Written problem: Recast the listing below as a Markdown table with the columns Row and Line, giving each line its row number, starting at the line that contains "Help me out: where is the dark" and ending at the line that contains "[486,96,635,206]". Leave out blank lines.

Materials provided:
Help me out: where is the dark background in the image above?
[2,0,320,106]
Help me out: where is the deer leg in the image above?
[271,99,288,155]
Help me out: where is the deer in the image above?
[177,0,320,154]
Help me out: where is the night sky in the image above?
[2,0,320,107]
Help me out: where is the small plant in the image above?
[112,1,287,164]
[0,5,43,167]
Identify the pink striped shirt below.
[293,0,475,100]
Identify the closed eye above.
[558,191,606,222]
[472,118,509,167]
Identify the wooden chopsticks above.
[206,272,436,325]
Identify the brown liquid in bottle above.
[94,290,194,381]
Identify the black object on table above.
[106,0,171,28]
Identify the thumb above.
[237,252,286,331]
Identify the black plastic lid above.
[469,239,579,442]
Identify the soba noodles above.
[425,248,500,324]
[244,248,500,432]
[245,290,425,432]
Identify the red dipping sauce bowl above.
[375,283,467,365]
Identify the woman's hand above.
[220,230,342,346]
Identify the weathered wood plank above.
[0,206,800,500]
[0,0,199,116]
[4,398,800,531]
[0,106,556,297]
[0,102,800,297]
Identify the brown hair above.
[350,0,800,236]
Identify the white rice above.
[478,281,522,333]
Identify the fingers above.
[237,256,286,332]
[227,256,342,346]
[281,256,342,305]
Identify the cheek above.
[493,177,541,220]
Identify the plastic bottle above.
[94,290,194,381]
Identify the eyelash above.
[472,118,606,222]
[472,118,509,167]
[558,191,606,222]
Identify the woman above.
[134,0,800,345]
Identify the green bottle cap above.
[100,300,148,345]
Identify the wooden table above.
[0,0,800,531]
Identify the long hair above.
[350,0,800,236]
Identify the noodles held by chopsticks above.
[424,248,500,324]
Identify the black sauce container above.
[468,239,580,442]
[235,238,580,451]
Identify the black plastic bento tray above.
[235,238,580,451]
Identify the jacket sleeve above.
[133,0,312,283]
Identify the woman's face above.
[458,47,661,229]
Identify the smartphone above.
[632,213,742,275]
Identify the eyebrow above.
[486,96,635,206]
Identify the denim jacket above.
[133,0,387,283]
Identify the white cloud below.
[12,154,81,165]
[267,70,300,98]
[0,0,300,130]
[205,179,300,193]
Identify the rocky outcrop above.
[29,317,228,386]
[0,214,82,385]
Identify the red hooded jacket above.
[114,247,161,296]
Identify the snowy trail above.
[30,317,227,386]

* * *

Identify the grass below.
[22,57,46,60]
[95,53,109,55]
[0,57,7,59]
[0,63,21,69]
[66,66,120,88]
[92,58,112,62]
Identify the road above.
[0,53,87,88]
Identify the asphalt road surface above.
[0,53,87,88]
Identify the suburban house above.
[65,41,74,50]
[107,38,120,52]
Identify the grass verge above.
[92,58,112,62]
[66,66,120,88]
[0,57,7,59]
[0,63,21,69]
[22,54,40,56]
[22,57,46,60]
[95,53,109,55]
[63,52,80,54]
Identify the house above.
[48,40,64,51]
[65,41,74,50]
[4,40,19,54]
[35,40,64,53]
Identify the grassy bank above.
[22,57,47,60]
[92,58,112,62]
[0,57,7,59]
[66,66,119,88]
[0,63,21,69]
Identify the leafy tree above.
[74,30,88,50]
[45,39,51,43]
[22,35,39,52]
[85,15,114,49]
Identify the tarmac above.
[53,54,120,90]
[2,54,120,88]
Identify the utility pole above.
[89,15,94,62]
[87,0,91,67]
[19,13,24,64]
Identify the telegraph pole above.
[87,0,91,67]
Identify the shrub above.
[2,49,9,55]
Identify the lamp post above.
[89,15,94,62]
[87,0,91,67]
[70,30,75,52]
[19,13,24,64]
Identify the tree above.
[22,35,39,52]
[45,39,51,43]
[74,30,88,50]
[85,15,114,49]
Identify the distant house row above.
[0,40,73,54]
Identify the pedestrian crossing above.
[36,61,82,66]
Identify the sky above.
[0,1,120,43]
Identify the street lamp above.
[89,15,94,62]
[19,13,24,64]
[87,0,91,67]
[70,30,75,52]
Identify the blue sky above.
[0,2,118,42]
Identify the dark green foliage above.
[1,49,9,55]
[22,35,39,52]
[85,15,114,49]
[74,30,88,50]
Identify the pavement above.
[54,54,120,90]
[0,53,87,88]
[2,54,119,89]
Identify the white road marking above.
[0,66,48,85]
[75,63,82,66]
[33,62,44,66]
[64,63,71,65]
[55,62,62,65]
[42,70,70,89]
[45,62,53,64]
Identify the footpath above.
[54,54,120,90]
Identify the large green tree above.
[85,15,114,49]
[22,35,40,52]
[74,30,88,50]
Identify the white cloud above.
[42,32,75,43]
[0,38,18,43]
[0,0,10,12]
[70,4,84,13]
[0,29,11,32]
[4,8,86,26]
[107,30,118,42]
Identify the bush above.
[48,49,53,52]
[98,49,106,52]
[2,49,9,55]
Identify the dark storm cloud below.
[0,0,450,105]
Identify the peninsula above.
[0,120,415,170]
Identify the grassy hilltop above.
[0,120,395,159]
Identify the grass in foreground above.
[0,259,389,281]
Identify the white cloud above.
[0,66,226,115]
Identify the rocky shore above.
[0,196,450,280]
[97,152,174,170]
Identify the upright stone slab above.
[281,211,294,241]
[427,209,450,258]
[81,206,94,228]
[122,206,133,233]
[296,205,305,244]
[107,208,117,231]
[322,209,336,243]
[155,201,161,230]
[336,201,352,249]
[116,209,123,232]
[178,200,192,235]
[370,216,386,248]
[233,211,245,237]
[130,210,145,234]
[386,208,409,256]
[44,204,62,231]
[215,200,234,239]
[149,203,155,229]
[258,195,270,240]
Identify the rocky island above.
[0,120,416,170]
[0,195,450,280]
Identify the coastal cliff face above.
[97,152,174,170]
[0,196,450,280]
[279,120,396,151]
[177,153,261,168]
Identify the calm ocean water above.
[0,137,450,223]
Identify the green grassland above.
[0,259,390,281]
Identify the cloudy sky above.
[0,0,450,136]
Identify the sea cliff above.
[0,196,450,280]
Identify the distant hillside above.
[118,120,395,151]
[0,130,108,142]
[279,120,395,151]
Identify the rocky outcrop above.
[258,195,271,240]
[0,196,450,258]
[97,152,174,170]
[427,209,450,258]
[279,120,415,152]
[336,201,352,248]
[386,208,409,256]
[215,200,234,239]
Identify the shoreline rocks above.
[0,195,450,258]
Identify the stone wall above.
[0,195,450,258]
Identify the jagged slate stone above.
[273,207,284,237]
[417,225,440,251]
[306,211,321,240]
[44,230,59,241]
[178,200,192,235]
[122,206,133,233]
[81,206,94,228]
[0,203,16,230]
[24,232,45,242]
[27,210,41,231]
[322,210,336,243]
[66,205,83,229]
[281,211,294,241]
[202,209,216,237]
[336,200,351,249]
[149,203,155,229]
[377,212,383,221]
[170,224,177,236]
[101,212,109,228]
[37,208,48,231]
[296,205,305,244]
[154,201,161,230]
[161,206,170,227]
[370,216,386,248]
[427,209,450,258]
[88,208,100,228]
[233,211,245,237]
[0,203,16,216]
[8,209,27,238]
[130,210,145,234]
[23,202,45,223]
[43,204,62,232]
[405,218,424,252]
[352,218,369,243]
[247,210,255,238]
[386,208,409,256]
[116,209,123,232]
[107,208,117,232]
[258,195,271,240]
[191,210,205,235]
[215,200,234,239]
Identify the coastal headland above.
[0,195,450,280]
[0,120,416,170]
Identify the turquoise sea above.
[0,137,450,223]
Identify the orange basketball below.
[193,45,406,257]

Output below:
| Row | Line |
|---|---|
| 1 | Help me out: where is the dark background in the image above? |
| 2 | [2,0,320,106] |
| 3 | Help me out: where is the deer leg in the image above? |
| 4 | [271,99,288,155] |
| 5 | Help me out: where is the deer in the image above? |
| 6 | [177,0,320,154] |
| 7 | Help me out: where is the night sky in the image above? |
| 8 | [2,0,320,107] |
| 9 | Help me out: where is the small plant in the image above? |
| 10 | [112,1,287,164] |
| 11 | [0,5,43,167] |
| 12 | Identify the pink striped shirt below. |
| 13 | [293,0,475,100] |
| 14 | Identify the closed eye above. |
| 15 | [558,191,606,222] |
| 16 | [472,118,509,167] |
| 17 | Identify the wooden chopsticks above. |
| 18 | [206,272,436,325] |
| 19 | Identify the brown liquid in bottle above. |
| 20 | [94,290,194,381] |
| 21 | Identify the black object on table above. |
| 22 | [106,0,171,28] |
| 23 | Identify the thumb above. |
| 24 | [237,252,286,331] |
| 25 | Identify the black plastic lid above. |
| 26 | [469,239,579,442] |
| 27 | Identify the soba noodles above. |
| 28 | [425,248,500,324] |
| 29 | [244,248,500,432] |
| 30 | [245,290,425,432] |
| 31 | Identify the red dipping sauce bowl above. |
| 32 | [375,283,467,365] |
| 33 | Identify the woman's hand above. |
| 34 | [220,230,342,346] |
| 35 | Identify the weathered wood plank above. |
| 36 | [0,206,800,500] |
| 37 | [0,0,199,116] |
| 38 | [4,398,800,531] |
| 39 | [0,106,556,297] |
| 40 | [0,102,800,297] |
| 41 | Identify the brown hair above. |
| 42 | [350,0,800,236] |
| 43 | Identify the white rice above. |
| 44 | [478,281,522,333] |
| 45 | Identify the fingers above. |
| 46 | [237,256,286,332] |
| 47 | [227,256,342,346] |
| 48 | [281,256,342,305] |
| 49 | Identify the cheek above. |
| 50 | [493,177,541,220] |
| 51 | Identify the plastic bottle above. |
| 52 | [94,290,194,381] |
| 53 | Identify the eyelash above. |
| 54 | [472,118,606,222] |
| 55 | [472,118,509,167] |
| 56 | [558,191,606,222] |
| 57 | Identify the woman above. |
| 58 | [134,0,800,345] |
| 59 | Identify the green bottle cap above. |
| 60 | [100,300,148,345] |
| 61 | Identify the wooden table above. |
| 62 | [0,0,800,531] |
| 63 | Identify the long hair above. |
| 64 | [350,0,800,236] |
| 65 | Identify the noodles held by chopsticks above. |
| 66 | [424,248,500,324] |
| 67 | Identify the black sauce container above. |
| 68 | [468,239,580,442] |
| 69 | [235,238,580,451] |
| 70 | Identify the black plastic bento tray above. |
| 71 | [235,238,580,451] |
| 72 | Identify the jacket sleeve above. |
| 73 | [133,0,312,283] |
| 74 | Identify the woman's face above. |
| 75 | [458,47,661,229] |
| 76 | Identify the smartphone above. |
| 77 | [632,213,742,275] |
| 78 | Identify the eyebrow above. |
| 79 | [486,96,635,206] |